### GOAL
Can you reproduce the listing word for word, from the line containing "Where can the pink plumeria" through the line containing "pixel 264 476", including both of those lines?

### DATA FOR THIS EXERCISE

'''

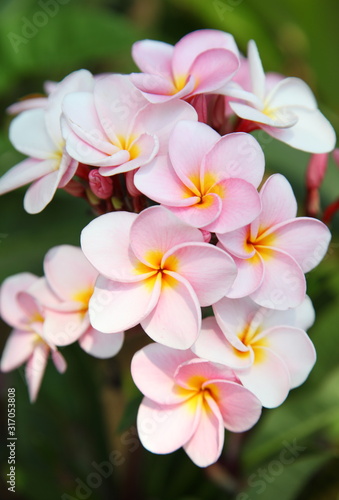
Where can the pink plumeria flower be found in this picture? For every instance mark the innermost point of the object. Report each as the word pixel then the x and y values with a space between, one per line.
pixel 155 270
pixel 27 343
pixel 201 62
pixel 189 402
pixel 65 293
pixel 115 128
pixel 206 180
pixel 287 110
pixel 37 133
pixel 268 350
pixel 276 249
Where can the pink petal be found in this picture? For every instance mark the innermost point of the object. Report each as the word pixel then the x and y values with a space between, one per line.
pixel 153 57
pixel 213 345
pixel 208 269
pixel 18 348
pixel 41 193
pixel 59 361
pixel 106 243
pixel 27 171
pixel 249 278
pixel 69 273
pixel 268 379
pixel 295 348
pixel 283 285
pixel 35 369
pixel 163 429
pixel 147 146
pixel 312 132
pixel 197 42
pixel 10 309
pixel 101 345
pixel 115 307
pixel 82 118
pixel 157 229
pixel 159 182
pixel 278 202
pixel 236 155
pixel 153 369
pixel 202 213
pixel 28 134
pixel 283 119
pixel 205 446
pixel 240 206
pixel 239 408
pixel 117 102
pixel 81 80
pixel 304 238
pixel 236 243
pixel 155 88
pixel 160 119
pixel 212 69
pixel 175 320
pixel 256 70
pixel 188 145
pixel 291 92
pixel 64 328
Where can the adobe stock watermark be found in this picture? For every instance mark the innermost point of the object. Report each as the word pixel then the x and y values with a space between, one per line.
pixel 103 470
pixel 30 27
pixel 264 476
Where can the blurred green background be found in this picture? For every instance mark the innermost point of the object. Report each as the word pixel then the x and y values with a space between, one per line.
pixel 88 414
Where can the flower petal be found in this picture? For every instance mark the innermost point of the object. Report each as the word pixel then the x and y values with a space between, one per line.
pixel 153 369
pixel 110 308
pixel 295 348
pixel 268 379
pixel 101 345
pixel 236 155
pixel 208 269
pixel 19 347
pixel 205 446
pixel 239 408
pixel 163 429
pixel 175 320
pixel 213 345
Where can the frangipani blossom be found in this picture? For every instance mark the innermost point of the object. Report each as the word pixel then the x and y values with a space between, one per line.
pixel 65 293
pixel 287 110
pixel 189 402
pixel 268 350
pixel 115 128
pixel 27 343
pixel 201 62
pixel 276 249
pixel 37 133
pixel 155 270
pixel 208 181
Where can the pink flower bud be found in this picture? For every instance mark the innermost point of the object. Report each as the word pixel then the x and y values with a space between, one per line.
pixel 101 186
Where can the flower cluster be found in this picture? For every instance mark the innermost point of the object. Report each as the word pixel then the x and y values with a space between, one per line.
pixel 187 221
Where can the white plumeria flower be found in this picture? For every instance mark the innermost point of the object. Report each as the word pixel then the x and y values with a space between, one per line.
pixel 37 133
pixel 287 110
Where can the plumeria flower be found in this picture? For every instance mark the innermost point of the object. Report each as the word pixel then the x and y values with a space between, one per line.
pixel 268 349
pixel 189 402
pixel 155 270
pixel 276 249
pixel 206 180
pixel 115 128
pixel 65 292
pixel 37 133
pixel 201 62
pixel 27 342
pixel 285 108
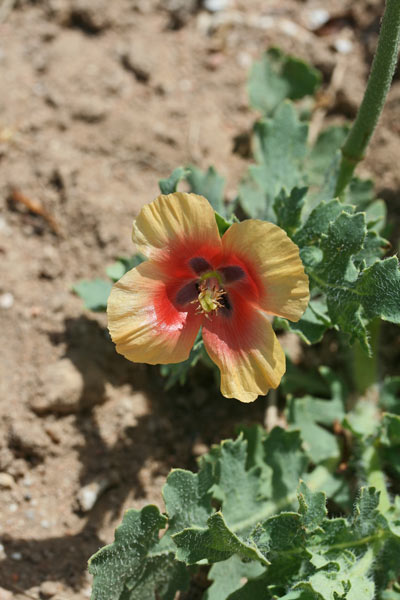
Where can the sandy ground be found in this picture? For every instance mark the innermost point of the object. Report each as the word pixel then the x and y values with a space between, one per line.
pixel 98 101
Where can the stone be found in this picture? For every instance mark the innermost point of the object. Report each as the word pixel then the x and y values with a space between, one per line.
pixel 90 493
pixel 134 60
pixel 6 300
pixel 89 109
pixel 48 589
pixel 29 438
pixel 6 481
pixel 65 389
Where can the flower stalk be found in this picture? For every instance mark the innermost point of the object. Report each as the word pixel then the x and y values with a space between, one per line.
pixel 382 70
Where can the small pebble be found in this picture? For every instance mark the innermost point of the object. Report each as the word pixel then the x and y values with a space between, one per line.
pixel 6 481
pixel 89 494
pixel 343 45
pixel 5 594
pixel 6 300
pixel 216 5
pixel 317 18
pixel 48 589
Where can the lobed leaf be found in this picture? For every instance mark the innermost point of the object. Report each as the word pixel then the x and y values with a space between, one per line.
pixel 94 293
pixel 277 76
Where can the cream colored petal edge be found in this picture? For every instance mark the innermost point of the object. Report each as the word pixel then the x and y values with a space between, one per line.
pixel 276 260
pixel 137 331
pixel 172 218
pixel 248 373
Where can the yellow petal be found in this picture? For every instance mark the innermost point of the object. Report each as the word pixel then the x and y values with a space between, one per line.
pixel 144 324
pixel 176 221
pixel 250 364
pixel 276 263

'''
'''

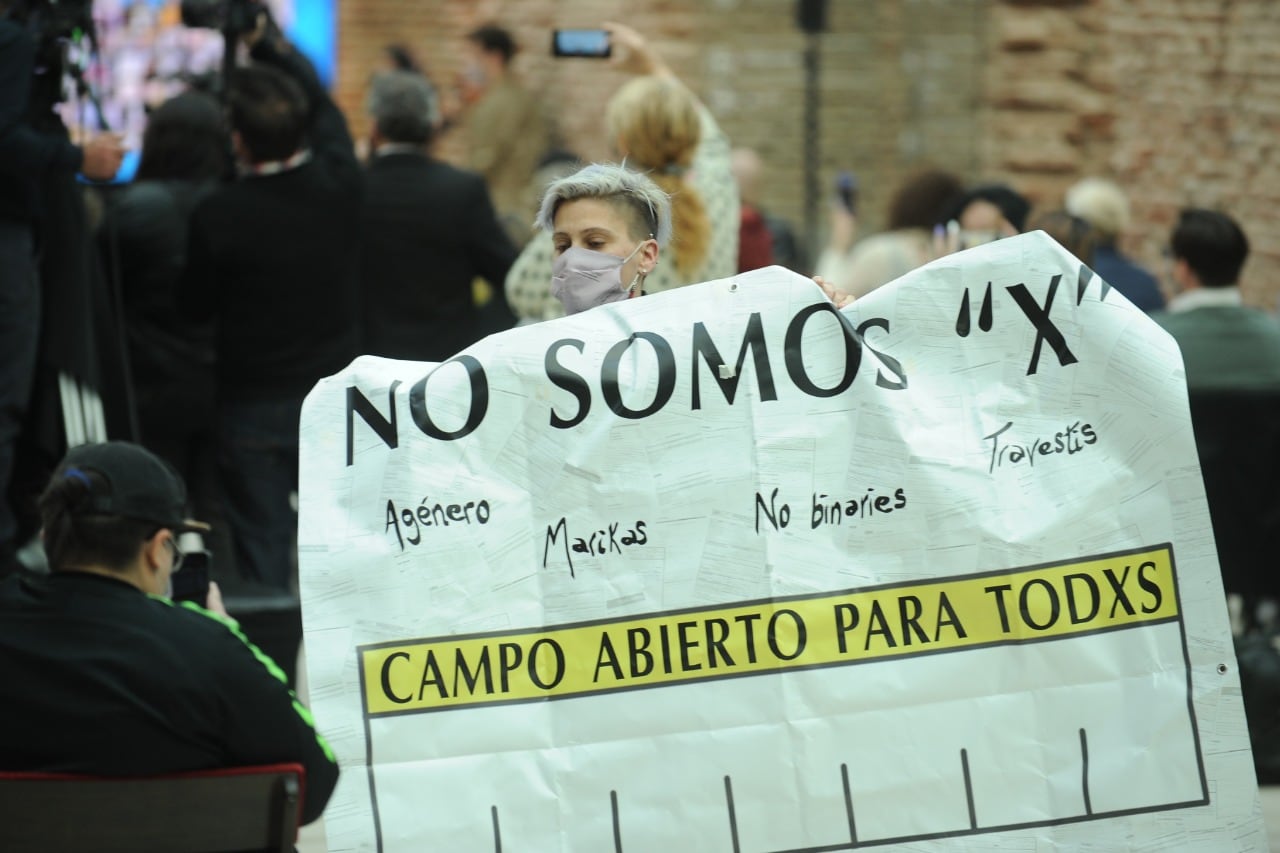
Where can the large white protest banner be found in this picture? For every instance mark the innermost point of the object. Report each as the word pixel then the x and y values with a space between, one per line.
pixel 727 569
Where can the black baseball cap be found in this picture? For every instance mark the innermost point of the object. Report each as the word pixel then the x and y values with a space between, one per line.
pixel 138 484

'''
'''

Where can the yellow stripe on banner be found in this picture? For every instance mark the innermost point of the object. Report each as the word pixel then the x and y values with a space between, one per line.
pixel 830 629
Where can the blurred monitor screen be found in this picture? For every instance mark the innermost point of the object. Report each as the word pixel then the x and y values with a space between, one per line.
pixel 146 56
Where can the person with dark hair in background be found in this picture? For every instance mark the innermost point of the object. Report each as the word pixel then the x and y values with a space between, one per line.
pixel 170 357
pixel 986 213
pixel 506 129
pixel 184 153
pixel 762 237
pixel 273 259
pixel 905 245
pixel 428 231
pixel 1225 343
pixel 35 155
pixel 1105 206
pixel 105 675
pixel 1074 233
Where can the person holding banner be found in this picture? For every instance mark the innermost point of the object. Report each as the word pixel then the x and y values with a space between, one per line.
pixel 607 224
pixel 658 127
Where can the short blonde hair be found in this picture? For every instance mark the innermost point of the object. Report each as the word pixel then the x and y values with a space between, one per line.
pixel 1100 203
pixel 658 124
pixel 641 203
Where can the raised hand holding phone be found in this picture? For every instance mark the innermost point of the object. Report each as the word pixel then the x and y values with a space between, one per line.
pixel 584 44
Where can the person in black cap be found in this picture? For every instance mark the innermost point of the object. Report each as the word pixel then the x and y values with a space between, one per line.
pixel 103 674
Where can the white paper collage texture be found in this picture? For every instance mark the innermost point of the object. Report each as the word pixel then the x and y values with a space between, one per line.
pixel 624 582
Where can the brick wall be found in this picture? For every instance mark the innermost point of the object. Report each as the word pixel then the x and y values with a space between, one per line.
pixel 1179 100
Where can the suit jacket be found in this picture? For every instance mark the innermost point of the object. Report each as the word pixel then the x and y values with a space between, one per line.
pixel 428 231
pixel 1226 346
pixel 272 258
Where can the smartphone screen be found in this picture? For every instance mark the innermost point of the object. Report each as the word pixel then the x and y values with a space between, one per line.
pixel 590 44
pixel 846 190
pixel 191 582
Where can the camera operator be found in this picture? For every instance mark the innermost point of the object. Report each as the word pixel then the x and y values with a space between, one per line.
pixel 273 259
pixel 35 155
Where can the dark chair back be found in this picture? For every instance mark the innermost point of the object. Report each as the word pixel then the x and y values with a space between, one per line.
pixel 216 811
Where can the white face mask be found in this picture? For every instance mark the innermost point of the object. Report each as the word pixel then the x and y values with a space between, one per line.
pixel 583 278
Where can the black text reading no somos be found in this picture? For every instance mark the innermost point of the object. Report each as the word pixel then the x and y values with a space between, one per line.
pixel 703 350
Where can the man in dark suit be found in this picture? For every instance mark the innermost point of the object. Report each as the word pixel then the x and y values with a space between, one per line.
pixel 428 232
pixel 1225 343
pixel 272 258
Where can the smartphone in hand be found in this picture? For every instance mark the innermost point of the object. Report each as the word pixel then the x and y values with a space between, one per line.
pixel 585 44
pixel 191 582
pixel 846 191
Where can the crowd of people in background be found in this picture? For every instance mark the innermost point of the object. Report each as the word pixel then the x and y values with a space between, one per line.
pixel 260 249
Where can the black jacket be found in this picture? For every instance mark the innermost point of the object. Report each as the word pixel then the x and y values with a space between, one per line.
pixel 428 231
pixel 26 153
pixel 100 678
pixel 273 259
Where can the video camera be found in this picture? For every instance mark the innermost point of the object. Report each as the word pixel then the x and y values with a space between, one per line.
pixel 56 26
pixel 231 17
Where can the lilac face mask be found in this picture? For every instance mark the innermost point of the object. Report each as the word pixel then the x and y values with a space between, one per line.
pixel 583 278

'''

### SOLUTION
Where can the pink plumeria flower be found in this picture? For every instance mark the innermost point of the object. Report each as the word pixel then the x and y values with a space between, one per line.
pixel 155 270
pixel 27 343
pixel 201 62
pixel 189 402
pixel 65 293
pixel 115 128
pixel 206 180
pixel 287 110
pixel 37 133
pixel 268 350
pixel 276 249
Where can the pink petal be found in this picture? For every instance mark the innermost point of the object. Report each as the word pixel then the x and y values with a space between, one per line.
pixel 153 57
pixel 213 345
pixel 208 269
pixel 18 348
pixel 41 193
pixel 59 361
pixel 106 243
pixel 27 171
pixel 249 278
pixel 69 273
pixel 268 379
pixel 295 348
pixel 283 285
pixel 35 369
pixel 163 429
pixel 147 146
pixel 312 132
pixel 197 42
pixel 10 309
pixel 101 345
pixel 115 307
pixel 82 118
pixel 157 229
pixel 159 182
pixel 278 202
pixel 236 155
pixel 153 369
pixel 202 213
pixel 28 134
pixel 283 119
pixel 205 446
pixel 240 206
pixel 239 408
pixel 117 102
pixel 81 80
pixel 304 238
pixel 236 243
pixel 155 88
pixel 160 119
pixel 212 69
pixel 175 320
pixel 256 70
pixel 188 145
pixel 291 92
pixel 64 328
Where can the adobe stock watermark be found in this picture? For every instance mark the innermost point of the object. Report each as the word pixel then the x and y values with a space between, one per line.
pixel 103 470
pixel 30 27
pixel 264 476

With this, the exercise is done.